■ Short problem a ■
In the commentary on the Belize ruling, take the part that opens with the words "Being half crazy" and closes with "the statute repealed.", and write it out again with "reasoning" swapped for "argument".

I took the time last Sunday to read through the ruling from the Chief Justice of Belize in the Caleb Orozco claim against the Attorney General ( the Defendant) re his breached right of “freedom to express his preference or orientation”.
Since the ruling is from an eminent jurist perhaps this unlearned reader should just smile, nod, genuflect and back off.
Being half crazy I can’t do that because I found aspects of the ruling puzzling legally and especially logically and I apologize for saying that the reasoning on a key point of law, namely, ‘public morality’ as per the constitution reminded me of an idiotic statute that was on the books in Kansas, USA, for years before the idiocy was spotted and the statute repealed.
That Kansas statute said “When two trains approach each other at a [railroad] crossing, they both shall come to a full stop and neither shall start up until the other has clean gone.”
Chief Justice Benjamin said,
“ The sole limitation relied upon by the Defendant is that of public morality. In paragraph 8 of the Ramjeet affidavit, section 9(2) is cited.”
Section 9(2) reads in part,
“9(2). Nothing contained in or done under the authority of any law shall be
held to be inconsistent with or in contravention of this section to the extent
that the law in question makes reasonable provision
(a) that is required in the interests of defence, public safety, public
order, public morality, public health…”

■ Raw records ■
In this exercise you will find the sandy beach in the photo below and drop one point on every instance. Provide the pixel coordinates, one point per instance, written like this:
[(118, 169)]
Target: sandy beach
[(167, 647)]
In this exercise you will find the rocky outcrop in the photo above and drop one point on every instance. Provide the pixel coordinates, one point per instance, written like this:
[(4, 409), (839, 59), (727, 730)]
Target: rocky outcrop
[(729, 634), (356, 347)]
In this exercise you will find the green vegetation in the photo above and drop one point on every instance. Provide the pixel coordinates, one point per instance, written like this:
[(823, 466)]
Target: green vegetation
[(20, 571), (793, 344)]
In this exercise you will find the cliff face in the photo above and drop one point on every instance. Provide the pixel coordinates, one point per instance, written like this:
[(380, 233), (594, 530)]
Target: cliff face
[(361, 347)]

■ Short problem b ■
Restate word for word the entries from their first line through the line containing "[(20, 571), (793, 344)]", including both ends.

■ Answer a ■
Being half crazy I can’t do that because I found aspects of the ruling puzzling legally and especially logically and I apologize for saying that the argument on a key point of law, namely, ‘public morality’ as per the constitution reminded me of an idiotic statute that was on the books in Kansas, USA, for years before the idiocy was spotted and the statute repealed.

■ Answer b ■
In this exercise you will find the sandy beach in the photo below and drop one point on every instance. Provide the pixel coordinates, one point per instance, written like this:
[(118, 169)]
Target: sandy beach
[(167, 647)]
In this exercise you will find the rocky outcrop in the photo above and drop one point on every instance. Provide the pixel coordinates, one point per instance, written like this:
[(4, 409), (839, 59), (727, 730)]
Target: rocky outcrop
[(729, 634), (356, 347)]
In this exercise you will find the green vegetation in the photo above and drop one point on every instance. Provide the pixel coordinates, one point per instance, written like this:
[(823, 466)]
Target: green vegetation
[(20, 571), (793, 344)]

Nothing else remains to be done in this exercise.